What is needed:
Convert the stretch of the material that starts with the line containing "of the amber" and runs through the last line of the material into a Markdown table. Use the columns Row and Line, number each line, and leave out any blank lines.

Record list:

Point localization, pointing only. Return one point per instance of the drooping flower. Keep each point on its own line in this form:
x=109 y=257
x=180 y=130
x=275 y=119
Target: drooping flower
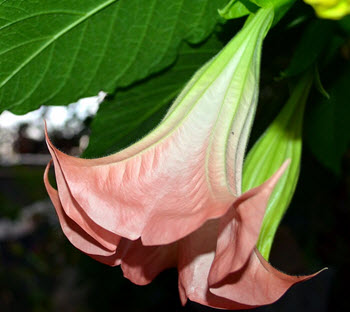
x=174 y=199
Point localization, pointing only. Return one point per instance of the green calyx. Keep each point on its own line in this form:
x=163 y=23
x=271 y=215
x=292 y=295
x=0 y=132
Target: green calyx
x=282 y=140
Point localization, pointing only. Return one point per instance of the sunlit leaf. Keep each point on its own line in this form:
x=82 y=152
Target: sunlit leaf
x=134 y=111
x=55 y=52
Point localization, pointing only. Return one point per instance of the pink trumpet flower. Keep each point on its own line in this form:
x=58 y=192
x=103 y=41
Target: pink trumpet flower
x=173 y=199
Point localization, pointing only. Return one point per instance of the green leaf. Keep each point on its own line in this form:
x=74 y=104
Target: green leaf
x=55 y=52
x=238 y=8
x=282 y=140
x=136 y=110
x=328 y=125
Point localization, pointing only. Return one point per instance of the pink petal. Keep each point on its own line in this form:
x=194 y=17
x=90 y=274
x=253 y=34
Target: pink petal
x=141 y=264
x=256 y=283
x=239 y=229
x=75 y=212
x=140 y=196
x=196 y=253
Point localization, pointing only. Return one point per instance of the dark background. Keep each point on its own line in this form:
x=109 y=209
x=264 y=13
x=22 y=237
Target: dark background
x=41 y=271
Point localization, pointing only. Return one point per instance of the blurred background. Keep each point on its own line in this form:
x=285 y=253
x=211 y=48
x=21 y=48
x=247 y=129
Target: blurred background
x=41 y=271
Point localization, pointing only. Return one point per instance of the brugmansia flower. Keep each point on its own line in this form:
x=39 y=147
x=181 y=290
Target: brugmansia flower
x=281 y=140
x=332 y=9
x=174 y=199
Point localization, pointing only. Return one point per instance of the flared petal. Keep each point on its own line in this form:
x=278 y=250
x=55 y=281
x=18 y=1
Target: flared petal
x=196 y=254
x=256 y=283
x=72 y=208
x=141 y=264
x=239 y=229
x=187 y=170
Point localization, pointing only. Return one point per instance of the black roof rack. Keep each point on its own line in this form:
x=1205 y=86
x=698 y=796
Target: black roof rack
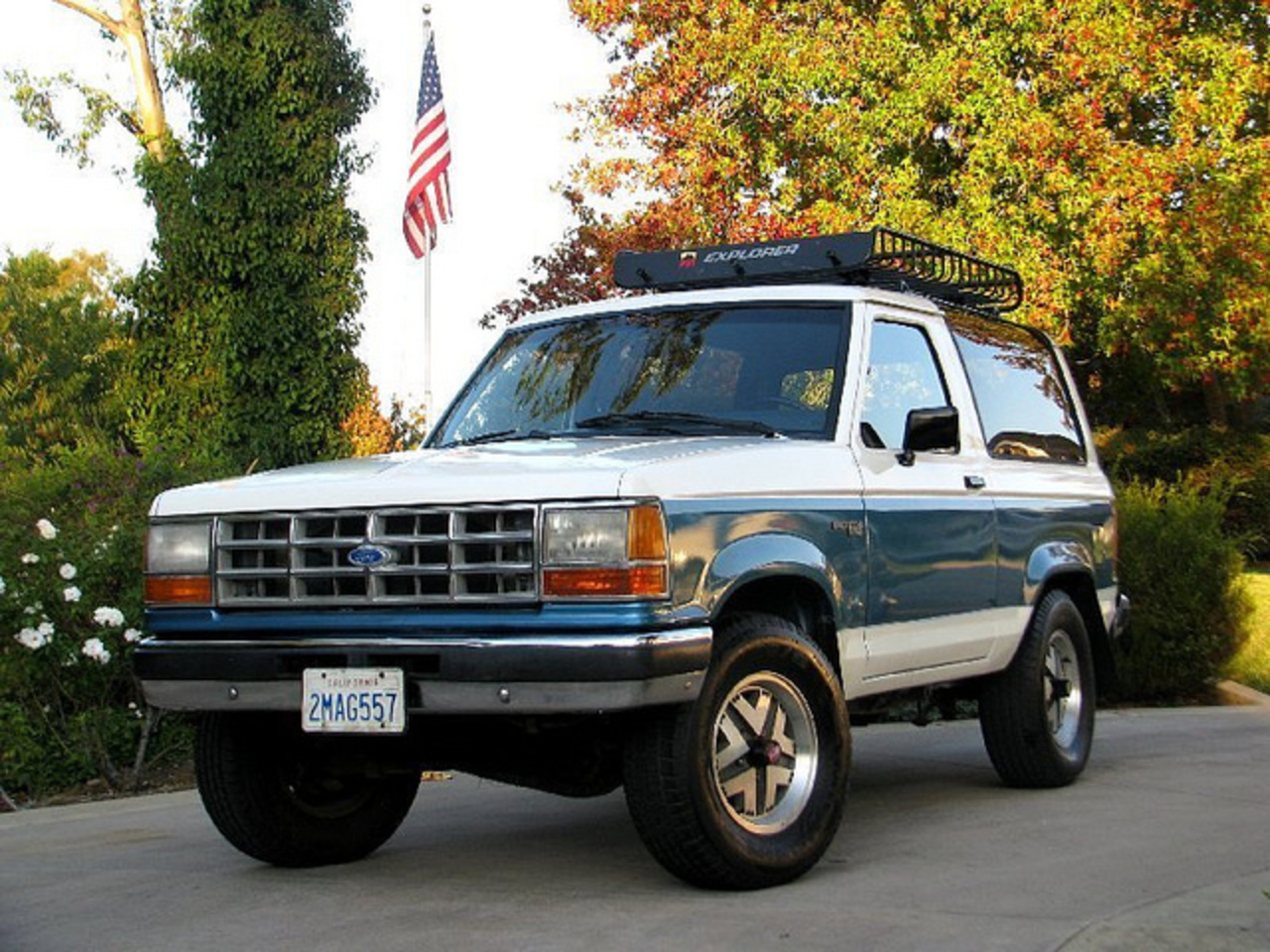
x=879 y=258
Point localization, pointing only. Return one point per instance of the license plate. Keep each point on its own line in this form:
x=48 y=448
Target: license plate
x=354 y=701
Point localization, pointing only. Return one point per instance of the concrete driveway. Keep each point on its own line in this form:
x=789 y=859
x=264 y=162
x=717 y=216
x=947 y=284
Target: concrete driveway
x=1164 y=844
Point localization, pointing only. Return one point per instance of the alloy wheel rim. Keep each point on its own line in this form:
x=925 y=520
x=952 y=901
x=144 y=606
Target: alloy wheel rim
x=1065 y=698
x=765 y=753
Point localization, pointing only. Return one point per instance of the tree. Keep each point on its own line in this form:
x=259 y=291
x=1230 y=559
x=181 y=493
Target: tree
x=250 y=302
x=63 y=345
x=146 y=119
x=1116 y=153
x=245 y=331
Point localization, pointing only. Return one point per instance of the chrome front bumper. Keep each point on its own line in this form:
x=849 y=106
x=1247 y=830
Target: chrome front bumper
x=531 y=674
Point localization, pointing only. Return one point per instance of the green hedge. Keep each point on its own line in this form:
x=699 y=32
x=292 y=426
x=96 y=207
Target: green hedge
x=1234 y=465
x=1182 y=569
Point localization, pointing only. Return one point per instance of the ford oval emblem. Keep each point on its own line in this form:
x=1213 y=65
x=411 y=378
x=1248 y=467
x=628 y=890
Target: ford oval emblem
x=368 y=556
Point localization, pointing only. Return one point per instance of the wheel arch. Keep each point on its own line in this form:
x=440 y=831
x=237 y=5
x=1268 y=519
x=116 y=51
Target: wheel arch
x=797 y=598
x=1078 y=583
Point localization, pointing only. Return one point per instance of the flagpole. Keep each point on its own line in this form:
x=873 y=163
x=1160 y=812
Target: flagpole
x=427 y=285
x=427 y=340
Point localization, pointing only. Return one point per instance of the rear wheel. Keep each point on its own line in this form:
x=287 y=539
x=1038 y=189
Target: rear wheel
x=1038 y=715
x=291 y=798
x=744 y=788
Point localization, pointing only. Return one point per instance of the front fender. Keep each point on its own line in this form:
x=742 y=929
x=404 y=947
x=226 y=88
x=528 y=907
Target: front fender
x=765 y=556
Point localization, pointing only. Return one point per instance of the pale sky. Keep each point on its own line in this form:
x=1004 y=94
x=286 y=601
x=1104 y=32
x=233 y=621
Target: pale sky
x=506 y=64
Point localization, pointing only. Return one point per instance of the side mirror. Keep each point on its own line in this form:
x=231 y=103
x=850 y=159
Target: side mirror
x=933 y=429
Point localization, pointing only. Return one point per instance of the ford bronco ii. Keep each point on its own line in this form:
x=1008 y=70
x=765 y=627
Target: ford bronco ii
x=665 y=542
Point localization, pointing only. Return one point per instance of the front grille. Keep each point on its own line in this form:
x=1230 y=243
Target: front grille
x=434 y=555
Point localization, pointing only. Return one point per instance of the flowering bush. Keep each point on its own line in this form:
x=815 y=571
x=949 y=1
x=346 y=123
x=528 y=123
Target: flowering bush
x=70 y=615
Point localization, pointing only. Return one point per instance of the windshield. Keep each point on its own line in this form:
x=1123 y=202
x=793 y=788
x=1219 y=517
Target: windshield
x=748 y=370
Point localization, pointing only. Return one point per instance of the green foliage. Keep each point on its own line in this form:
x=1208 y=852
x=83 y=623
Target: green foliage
x=1251 y=665
x=1232 y=463
x=1189 y=608
x=1115 y=153
x=70 y=613
x=246 y=327
x=63 y=347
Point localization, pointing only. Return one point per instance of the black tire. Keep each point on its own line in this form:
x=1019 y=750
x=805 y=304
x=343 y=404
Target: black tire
x=744 y=787
x=294 y=800
x=1038 y=715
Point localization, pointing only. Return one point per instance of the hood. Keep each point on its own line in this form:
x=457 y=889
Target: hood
x=601 y=467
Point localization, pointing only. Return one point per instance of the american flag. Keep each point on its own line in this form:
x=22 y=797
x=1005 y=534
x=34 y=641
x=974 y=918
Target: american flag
x=427 y=202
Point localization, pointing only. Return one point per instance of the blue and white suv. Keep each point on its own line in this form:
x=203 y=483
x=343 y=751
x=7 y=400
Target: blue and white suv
x=663 y=542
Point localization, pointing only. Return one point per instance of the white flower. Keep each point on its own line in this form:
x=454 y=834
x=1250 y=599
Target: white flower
x=108 y=617
x=94 y=649
x=32 y=639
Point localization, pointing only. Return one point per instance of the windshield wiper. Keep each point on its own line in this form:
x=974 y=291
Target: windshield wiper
x=675 y=422
x=499 y=436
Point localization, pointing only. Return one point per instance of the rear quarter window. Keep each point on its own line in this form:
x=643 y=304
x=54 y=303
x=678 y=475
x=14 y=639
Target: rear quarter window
x=1023 y=402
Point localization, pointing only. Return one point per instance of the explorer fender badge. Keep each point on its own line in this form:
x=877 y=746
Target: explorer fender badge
x=368 y=556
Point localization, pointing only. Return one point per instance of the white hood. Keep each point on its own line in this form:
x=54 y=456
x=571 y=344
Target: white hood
x=531 y=470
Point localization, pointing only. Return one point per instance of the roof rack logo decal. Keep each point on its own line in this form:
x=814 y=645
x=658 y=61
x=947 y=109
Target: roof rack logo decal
x=746 y=254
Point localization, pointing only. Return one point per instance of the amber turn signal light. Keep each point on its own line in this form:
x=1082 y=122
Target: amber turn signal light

Final result:
| Row | Line |
|---|---|
| 1 | Point localization, pointing only. Return one point per instance of the amber turn signal light. Keep each point on its own line in this form: |
| 2 | x=1082 y=122 |
| 3 | Target: amber turn signal light |